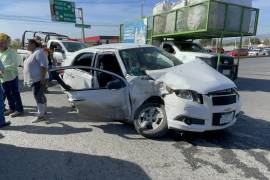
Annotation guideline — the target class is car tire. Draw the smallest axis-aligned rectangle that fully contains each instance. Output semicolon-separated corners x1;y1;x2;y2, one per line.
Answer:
134;103;168;138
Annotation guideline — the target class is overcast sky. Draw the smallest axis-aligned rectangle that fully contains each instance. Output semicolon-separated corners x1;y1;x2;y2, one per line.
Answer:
0;0;270;38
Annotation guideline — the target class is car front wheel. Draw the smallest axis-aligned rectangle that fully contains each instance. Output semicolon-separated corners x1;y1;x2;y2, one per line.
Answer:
134;103;168;138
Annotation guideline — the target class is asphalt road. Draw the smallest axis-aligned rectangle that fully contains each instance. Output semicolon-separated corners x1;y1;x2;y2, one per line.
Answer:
0;58;270;180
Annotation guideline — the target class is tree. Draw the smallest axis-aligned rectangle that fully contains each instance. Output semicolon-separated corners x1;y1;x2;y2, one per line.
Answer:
263;39;270;46
11;39;21;49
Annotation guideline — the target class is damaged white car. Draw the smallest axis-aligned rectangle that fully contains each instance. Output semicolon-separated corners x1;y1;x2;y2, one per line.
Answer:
54;44;240;138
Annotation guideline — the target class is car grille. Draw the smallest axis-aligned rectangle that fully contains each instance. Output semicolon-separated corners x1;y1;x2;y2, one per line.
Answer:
212;56;234;68
208;89;238;106
212;95;236;106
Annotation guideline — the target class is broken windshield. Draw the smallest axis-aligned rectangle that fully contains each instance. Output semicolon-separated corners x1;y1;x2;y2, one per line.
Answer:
63;42;87;52
176;43;205;52
119;47;182;76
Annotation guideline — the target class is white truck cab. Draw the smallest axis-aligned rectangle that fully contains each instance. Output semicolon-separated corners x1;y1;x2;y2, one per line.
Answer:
160;41;237;80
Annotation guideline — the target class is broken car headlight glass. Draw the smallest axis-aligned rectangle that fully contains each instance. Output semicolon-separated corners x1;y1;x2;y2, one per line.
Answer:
175;90;203;104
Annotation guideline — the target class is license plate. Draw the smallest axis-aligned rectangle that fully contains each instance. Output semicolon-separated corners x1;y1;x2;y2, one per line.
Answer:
220;112;234;124
222;70;231;76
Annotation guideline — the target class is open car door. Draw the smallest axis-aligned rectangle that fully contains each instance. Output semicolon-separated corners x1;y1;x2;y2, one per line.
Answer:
51;66;131;121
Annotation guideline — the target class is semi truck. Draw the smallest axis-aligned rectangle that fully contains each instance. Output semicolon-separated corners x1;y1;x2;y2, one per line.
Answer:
120;0;259;80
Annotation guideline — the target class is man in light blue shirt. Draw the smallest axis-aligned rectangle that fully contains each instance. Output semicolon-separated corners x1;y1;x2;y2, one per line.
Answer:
0;60;10;128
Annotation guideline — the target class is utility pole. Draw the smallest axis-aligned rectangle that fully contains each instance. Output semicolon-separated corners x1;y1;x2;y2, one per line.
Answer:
77;8;85;43
141;0;145;18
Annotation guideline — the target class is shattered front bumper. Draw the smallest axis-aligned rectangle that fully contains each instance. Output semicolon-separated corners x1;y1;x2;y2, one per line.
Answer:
165;94;241;132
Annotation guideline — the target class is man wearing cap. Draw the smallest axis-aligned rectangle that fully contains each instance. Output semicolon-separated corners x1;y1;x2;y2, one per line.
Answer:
0;33;24;117
0;60;10;128
23;38;48;123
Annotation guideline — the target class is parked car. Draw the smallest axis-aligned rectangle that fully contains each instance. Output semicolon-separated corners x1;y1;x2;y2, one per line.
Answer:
160;41;238;80
248;49;263;56
262;48;270;56
228;49;249;57
53;44;240;138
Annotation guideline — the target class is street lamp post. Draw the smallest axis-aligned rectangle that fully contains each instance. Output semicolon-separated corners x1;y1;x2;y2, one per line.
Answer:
77;8;85;43
141;0;145;18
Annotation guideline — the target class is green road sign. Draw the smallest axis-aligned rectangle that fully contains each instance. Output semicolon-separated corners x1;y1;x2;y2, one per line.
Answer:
75;24;91;29
50;0;76;23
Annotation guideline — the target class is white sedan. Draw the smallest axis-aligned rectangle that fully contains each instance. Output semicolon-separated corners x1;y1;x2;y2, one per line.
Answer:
54;44;240;138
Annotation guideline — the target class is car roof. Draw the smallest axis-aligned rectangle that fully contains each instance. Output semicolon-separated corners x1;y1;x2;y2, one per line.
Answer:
91;43;153;50
71;43;154;55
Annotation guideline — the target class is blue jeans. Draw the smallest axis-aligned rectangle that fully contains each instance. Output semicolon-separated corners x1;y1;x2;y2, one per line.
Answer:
0;84;6;125
2;77;23;112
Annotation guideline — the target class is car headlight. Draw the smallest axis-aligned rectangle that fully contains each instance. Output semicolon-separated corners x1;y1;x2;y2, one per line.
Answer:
175;90;203;104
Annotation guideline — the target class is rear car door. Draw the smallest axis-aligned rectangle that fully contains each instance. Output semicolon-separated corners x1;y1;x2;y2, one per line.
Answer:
63;52;94;88
54;66;131;121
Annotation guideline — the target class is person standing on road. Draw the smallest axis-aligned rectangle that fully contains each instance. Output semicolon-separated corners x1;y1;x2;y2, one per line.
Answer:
0;60;10;128
0;33;24;117
24;39;48;123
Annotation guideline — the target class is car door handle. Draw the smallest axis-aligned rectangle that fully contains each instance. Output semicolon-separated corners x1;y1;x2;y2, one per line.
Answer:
69;98;85;102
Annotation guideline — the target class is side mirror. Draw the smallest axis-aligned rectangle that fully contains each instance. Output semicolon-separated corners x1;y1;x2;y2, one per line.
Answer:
53;52;65;63
54;48;65;53
107;79;125;89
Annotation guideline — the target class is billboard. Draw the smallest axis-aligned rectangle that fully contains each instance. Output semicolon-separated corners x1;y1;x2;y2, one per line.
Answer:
122;18;147;44
50;0;76;23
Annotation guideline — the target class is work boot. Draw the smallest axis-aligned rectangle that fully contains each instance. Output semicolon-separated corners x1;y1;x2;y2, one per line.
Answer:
44;103;48;115
4;109;15;116
32;115;47;123
0;121;11;128
32;104;46;123
9;111;23;118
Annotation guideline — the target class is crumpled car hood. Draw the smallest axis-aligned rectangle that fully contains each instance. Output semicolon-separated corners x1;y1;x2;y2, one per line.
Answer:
146;61;236;94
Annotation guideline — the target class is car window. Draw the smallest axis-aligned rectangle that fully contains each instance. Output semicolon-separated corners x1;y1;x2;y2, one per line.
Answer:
63;42;87;52
72;53;94;67
119;47;182;76
50;42;62;50
163;44;175;54
55;67;126;91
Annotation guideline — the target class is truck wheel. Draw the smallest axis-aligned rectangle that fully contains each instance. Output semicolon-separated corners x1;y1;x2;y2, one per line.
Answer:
134;103;168;138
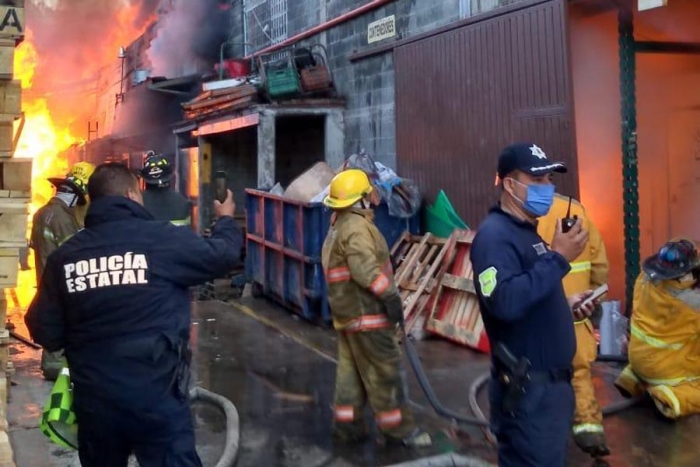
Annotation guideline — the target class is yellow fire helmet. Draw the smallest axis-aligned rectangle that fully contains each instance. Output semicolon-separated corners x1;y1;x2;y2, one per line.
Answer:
+ + +
▶ [WRITTEN TASK]: Reproduce all of the records above word for word, omitting the pictures.

▶ [ANSWER IN FULL]:
Annotation guideline — the target class is car tire. Draw the smallest axis-aligned rectangle that fully contains each instance. Output semicolon-separated corners x1;y1;x2;y2, one per line.
Answer:
134;103;168;138
Annotation guideline — the target class is overcast sky. Draw the smallest axis-aligned rectangle that fully contains each instance. Output semicolon-separated corners x1;y1;x2;y2, one per line.
Answer:
0;0;270;38
Annotation guideline — the target class is car front wheel. Draw the smallest axis-aligned rectangle that fully contains each instance. Output semicolon-separated corners x1;y1;x2;y2, one per line.
Answer:
134;103;168;138
Annotation guideline — the target class is asphalt road. Draw the smallest axis-aligned rectangle that fully contains each instance. Output semicolon-separated corners x1;y1;x2;y2, one per line.
Answer:
0;58;270;180
Annotation guideline — the target class is tree. Draw the smallest axis-aligned rectangle that fully contains each instance. Output semicolon-separated corners x1;y1;x2;y2, one per line.
Answer:
263;39;270;46
11;39;21;49
Annotation guideline — the target class is damaged white car. Draw the smallest axis-aligned rectangle that fully contains each instance. Output semicolon-separated corners x1;y1;x2;y2, one per line.
Answer:
54;44;240;138
Annotation guideline — the target class is car grille. Draw the smallest axis-aligned rectangle that fully contains each instance. Output semicolon-separated corners x1;y1;x2;y2, one per line.
Answer:
212;56;234;68
208;89;238;106
212;95;236;106
Annotation guideline — the target class is broken windshield. Draw the smallest axis-aligned rectangle that fully contains each instance. Output semicolon-separated corners x1;y1;x2;y2, one per line.
Answer:
63;42;87;52
176;43;205;52
119;47;182;76
Annotation guideline — the target class is white truck cab. Draw the smallest axis-aligned rectangle that fully contains each instance. Output semicolon-separated corners x1;y1;x2;y2, one per line.
Answer:
160;41;237;80
Annotation guideline — the target class is broken car headlight glass. Draw the smallest axis-aligned rectangle that fully contains each instance. Output semicolon-separated corners x1;y1;x2;y2, one per line.
Answer:
175;90;203;104
Annotation guideline — the target class is license plate. Draw the smallest axis-aligned rectangle that fully contains each instance. Output semicolon-separated corners x1;y1;x2;y2, one per line.
Answer:
220;112;234;124
222;70;231;76
Annotation guideline — the target class is open car door. Draw the smallest axis-aligned rectangle that fully contains each instance. Output semicolon-separated corners x1;y1;x2;y2, one per line.
Answer:
51;66;131;121
Annotation guideline — the target class is semi truck. Draw the smallest axis-aligned rectangle that fully contains each instance. Output semicolon-separated corners x1;y1;x2;y2, one per line.
Answer:
120;0;259;80
Annotation guideline — the target class is man in light blue shirt. Draw the smallest axis-aligned rectangle that fully contains each instance. Output semicolon-separated corners x1;y1;x2;y2, one per line.
Answer:
0;60;10;128
Annotation guideline — the target class is utility pole. Draw the smallest axis-aligned rectangle that fully contains each instance. Output semicolon-separated corners x1;y1;x2;y2, one per line.
Answer:
77;8;85;43
141;0;145;18
Annotation guideline — the target class is shattered front bumper. Draw the smallest axis-aligned rectangle that fully contains each instance. Output semicolon-separated corners x1;y1;x2;y2, one per line.
Answer:
165;94;241;132
Annotation guideline — the target class is man wearing cap. Draw the smallest axis-aligned rectangle that fully contains each instance. Output semicolon-separated corners x1;y1;x2;y2, one per line.
Answer:
0;33;24;117
0;60;10;128
23;38;48;123
Annotation guideline — the target class is parked car. Draw the smallest axis-aligned rectangle that fully contains each instance. Output semicolon-separated corners x1;y1;x2;y2, one per line.
Answer:
160;41;238;80
248;49;263;56
262;48;270;56
228;49;249;57
53;44;240;138
Annotation guideline — the target class is street lamp post. Draw the smallest axis-aligned rectangle that fully contains each instance. Output semicolon-separated corners x1;y1;x2;y2, one per line.
Answer:
77;8;85;43
141;0;145;18
Annotation guideline — the target class is green road sign. Draw the smallest axis-aligned rectangle that fully contains each instance. Output semicolon-separated corners x1;y1;x2;y2, one per line.
Answer:
75;24;91;29
50;0;76;23
Annotation guideline — the target class is white sedan. Draw the smallest axis-aligned rectangle that fully contains each instance. Output semicolon-separated corners x1;y1;x2;y2, one per line.
Answer:
54;44;240;138
Annotation guideline — the target class is car roof. Draw the smallest axis-aligned rectangle that fully contains each instance. Output semicolon-separated corners x1;y1;x2;y2, one per line.
Answer:
91;43;153;50
71;43;154;55
Annotation guideline — the target class is blue jeans. Draw the smallest axis-aligned rectangle that fully contains each instance. Output semicolon-separated corners x1;y1;x2;y2, one per line.
Answer:
0;84;6;125
2;77;23;112
Annotation guideline — the target class is car headlight. Draw the smallest axis-aligned rectangle that fully contains each instance. Output semicolon-separated corners x1;y1;x2;y2, one per line.
Answer:
175;90;203;104
Annotation guideline — the target class is rear car door. Draw the smallest axis-aligned rectangle that fully contains each instance. Output semicolon-separated corners x1;y1;x2;y2, one per line.
Answer:
63;52;94;88
54;66;131;121
Annotation guideline — the target class is person standing on road. Draw the smallest axis-aligned rectangle that fully contains each instance. Output semicolon-separated corners x1;y1;x2;y2, one per line.
Answer:
0;60;10;128
0;33;24;117
24;39;48;123
Annotation guideline — the target class is car door handle. Draw the smallest axis-aligned rectangle that fully contains each instance. Output semicolon-separated corners x1;y1;x2;y2, one per line.
Answer:
69;98;85;102
Annotation guideline — the target class is side mirror. Draw the smallest axis-aligned rectangle that fully contains each instance. Output semicolon-separated corners x1;y1;x2;y2, one per line.
Answer:
53;52;65;63
54;48;65;53
107;79;125;89
Annotation guideline — the target class is billboard. Draw the smallest axis-aligned rectangle that fully contains each instance. Output semicolon-separated corners x1;y1;x2;y2, one per line.
Answer:
122;18;147;44
50;0;76;23
Annotation guideline — the target class is work boot. Draw the smallest axis-aligned rectangle that fully contains each instance. Output semicolon-separated corners x1;y1;x2;y2, one per line.
Answer:
44;103;48;115
4;109;15;116
32;115;47;123
0;121;11;128
32;104;46;123
9;111;23;118
Annotation guideline — the target class is crumpled car hood. Draw the smallest axis-aligned rectangle that fully contains each instance. Output semicolon-separated corners x1;y1;x2;y2, one per line.
Answer:
146;61;236;94
Annotation guideline — the target class is car window. Draw the smallest axis-aligned rectangle that fully contains each instance. Output semicolon-separated corners x1;y1;x2;y2, one per line.
Answer:
63;42;87;52
72;53;94;67
119;47;182;76
50;42;62;50
163;44;175;54
55;67;126;91
Annotation guideline — the target class is truck wheel. Draw the smallest axis-aligned rectangle that fully contains each instance. Output semicolon-separated corners x1;y1;x2;y2, one per line.
Answer:
134;103;168;138
Annotation guideline — the target class is yellow fire helmet. Draw the smallest axis-aligned rectangle that fully contains each instance. Output semicolon-separated corners x1;y1;x2;y2, one per line.
Answer:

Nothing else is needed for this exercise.